__Exercise aim__
Revise the rows below by replacing every "one pair per instance" with "one pair per detected item", leaving everything else unchanged.

__Provided records__

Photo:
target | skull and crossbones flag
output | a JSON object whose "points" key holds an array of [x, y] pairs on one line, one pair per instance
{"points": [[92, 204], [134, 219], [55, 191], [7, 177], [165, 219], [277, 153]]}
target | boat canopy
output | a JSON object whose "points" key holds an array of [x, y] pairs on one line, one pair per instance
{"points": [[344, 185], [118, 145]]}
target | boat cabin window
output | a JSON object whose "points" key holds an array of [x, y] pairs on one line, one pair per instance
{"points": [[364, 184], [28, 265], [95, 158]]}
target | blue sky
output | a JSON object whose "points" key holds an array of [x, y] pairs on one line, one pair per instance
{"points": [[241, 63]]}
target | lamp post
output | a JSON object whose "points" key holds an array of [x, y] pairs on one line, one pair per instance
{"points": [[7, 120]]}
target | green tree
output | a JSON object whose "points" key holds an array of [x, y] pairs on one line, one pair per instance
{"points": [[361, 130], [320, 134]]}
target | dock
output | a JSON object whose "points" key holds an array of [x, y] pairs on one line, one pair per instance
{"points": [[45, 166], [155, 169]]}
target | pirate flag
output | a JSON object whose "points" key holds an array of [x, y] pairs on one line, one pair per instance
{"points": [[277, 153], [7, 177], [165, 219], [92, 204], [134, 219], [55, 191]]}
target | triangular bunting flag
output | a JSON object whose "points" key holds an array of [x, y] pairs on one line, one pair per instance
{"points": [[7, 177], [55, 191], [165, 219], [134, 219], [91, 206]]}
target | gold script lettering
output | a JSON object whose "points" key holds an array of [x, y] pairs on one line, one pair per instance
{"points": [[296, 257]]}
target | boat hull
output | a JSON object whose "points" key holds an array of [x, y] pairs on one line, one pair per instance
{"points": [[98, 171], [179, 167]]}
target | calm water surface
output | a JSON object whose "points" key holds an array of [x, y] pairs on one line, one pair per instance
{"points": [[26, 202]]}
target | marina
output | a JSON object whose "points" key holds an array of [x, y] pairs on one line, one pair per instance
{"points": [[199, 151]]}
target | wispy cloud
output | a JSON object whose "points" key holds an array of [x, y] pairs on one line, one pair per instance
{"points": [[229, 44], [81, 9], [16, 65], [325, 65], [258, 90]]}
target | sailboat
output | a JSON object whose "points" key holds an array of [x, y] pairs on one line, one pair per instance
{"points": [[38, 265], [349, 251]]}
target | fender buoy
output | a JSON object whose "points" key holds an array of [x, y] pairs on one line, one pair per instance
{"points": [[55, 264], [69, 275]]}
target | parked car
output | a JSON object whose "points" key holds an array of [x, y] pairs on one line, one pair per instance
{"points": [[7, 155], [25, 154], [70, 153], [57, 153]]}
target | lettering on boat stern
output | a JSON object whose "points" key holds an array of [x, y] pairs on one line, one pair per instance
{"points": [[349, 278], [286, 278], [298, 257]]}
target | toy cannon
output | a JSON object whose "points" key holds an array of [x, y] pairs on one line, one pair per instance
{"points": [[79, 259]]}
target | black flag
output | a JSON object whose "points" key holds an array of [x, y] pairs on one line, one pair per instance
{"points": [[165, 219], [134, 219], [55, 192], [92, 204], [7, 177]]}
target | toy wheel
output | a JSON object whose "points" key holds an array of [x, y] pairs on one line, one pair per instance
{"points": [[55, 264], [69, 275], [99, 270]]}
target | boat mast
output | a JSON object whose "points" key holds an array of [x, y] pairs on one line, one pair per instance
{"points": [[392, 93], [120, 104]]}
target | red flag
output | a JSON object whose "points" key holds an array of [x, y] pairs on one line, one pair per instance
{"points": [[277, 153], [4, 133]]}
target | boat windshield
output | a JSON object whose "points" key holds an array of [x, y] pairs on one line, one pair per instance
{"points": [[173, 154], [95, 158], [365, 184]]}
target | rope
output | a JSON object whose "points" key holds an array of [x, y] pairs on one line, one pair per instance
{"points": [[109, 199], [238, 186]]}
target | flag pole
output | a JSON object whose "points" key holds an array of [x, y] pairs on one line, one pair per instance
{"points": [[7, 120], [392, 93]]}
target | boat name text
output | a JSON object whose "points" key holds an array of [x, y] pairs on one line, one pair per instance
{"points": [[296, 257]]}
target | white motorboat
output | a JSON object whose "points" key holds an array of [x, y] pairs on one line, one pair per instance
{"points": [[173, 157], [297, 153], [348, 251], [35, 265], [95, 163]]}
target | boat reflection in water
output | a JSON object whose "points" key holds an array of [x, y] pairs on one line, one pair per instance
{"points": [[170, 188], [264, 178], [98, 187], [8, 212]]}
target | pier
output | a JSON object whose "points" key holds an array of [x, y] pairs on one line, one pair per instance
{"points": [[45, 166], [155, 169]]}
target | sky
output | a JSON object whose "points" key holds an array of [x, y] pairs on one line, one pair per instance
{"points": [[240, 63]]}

__Complete response__
Photo:
target | skull and crossbones flag
output | a JSON object whose "points" key holds an array of [x, y] pairs on one line, one pair per detected item
{"points": [[92, 204], [134, 219], [55, 191], [7, 177], [165, 219], [277, 153]]}
target | boat canopy
output | a JSON object whose "points" key holds an array of [x, y] pairs on one line, one pair per detected item
{"points": [[344, 185], [118, 145]]}
target | boat cabin window
output | a JSON object whose "points" key holds an array of [x, y] pairs on one line, one pair per detected item
{"points": [[364, 184], [28, 265], [95, 158]]}
target | blue sky
output | a JSON object whose "points" key holds an array of [x, y] pairs on one line, one pair per detected item
{"points": [[241, 63]]}
target | lamp post
output | a JSON object whose "points" key holds an array of [x, y] pairs on one line, one pair per detected item
{"points": [[7, 120]]}
target | green tree
output | a JSON object whose "points" key holds an array of [x, y] pairs on one line, one pair per detected item
{"points": [[361, 130], [320, 134]]}
target | dock
output | a JSON object whose "points" key holds an array of [x, y] pairs on one line, one pair per detected item
{"points": [[45, 166], [155, 169]]}
target | pirate flag
output | a JSON object whose "points" key holds an array of [x, y] pairs on one line, one pair per detected item
{"points": [[277, 153], [7, 177], [165, 219], [92, 204], [134, 219], [55, 191]]}
target | triangular bunting flag
output | a JSON object whose "points" key holds an array of [x, y] pairs on one line, one pair per detected item
{"points": [[7, 177], [55, 191], [165, 219], [134, 219], [91, 206]]}
target | gold script lettering
output | a JSON object whose "points" key holds an array of [x, y] pairs on one line, one pair per detected item
{"points": [[296, 257]]}
target | boat hull
output | a JSON object whose "points" key holds an array of [x, y] pairs on one line, one pair per detected item
{"points": [[98, 171], [179, 167]]}
target | calm water surface
output | a JSON object whose "points" key holds an array of [x, y] pairs on one line, one pair per detected item
{"points": [[26, 202]]}
target | marina
output | a JSON object whose "points" key holds an array of [x, y] pairs on one line, one pair per detected item
{"points": [[199, 151]]}
target | wispy cloud
output | a JSON object whose "points" key holds an array of [x, y] pairs on one line, one pair per detected item
{"points": [[229, 44], [81, 9], [16, 65], [325, 65], [258, 90]]}
target | sailboat
output | a JSON object whose "points" key holds an array of [x, y] pairs on one line, one pair per detected item
{"points": [[38, 265], [349, 251]]}
target | fender buoy
output | a JSON object whose "points" key holds an array of [x, y] pairs on one line, one pair per detected item
{"points": [[55, 264], [69, 275]]}
target | parked car
output | a JSON object whose "points" key holds an array of [x, y] pairs on one line, one pair per detected item
{"points": [[7, 155], [25, 154], [70, 153], [57, 153]]}
target | lettering on boat stern
output | a JSON object whose "points" key holds an array of [x, y] pairs on one line, one pair per detected item
{"points": [[349, 278], [286, 278], [298, 257]]}
target | toy cannon
output | a JSON object whose "points" key holds an array of [x, y] pairs on one line, one pair per detected item
{"points": [[79, 259]]}
target | black flag
output | a JSON object whose "points" key holds an array of [x, y] pairs on one line, one pair per detected item
{"points": [[165, 219], [134, 219], [55, 192], [92, 204], [7, 177]]}
target | toy wheel
output | a JSON object whose "points" key holds an array of [x, y] pairs on one line, one pair per detected item
{"points": [[55, 264], [69, 275], [99, 270]]}
target | boat mast
output | a JSON object whose "points" key holds an array of [x, y] pairs on one line, one pair per detected item
{"points": [[392, 93], [120, 104]]}
target | red flag
output | a JSON object whose "points" key holds an array of [x, y] pairs on one line, one pair per detected item
{"points": [[277, 153], [4, 133]]}
target | boat windshield
output | a JSON object whose "points" key holds an array of [x, y] pairs on one line, one pair per detected item
{"points": [[173, 154], [95, 158], [365, 184]]}
target | rope
output | a JSON object whose "points" key holds an array of [x, y] pairs on one line, one pair per detected item
{"points": [[109, 199], [238, 186]]}
target | flag pole
output | a JSON object whose "points" key holds an array of [x, y] pairs on one line, one pair per detected item
{"points": [[7, 120], [392, 93]]}
target | boat name text
output | a JSON object whose "points" key holds an array of [x, y] pairs on one line, one pair per detected item
{"points": [[296, 257]]}
target | white motorboat
output | a JSON object whose "points" key holds an array of [x, y] pairs on one line, one pair per detected item
{"points": [[173, 157], [297, 153], [348, 251], [35, 265], [95, 163]]}
target | boat reflection in water
output | a JSON object whose "points" key holds an array of [x, y] pairs on one line, one pair per detected item
{"points": [[170, 188], [264, 178], [98, 187], [8, 212]]}
target | pier
output | a JSON object whose "points" key holds an array of [x, y] pairs on one line, one pair per detected item
{"points": [[45, 166], [155, 169]]}
target | sky
output | a JSON object whose "points" key holds an array of [x, y] pairs on one line, one pair per detected item
{"points": [[240, 63]]}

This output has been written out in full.